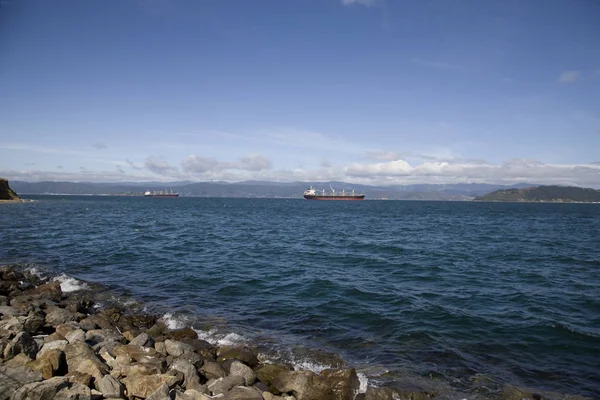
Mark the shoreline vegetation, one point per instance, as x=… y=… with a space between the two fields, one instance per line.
x=57 y=345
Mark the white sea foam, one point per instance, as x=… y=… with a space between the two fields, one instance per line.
x=69 y=284
x=174 y=322
x=220 y=339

• • • •

→ Required task:
Copy out every one of the items above word for word, omitting the pictures.

→ Final result:
Mark the shoreline vegetation, one point per instance, as x=… y=… with a space between the two fields, one instance per line.
x=57 y=345
Mark the white sea foam, one point per instance, as x=… y=… with a space between the two fields, one instance per line.
x=69 y=284
x=174 y=322
x=220 y=339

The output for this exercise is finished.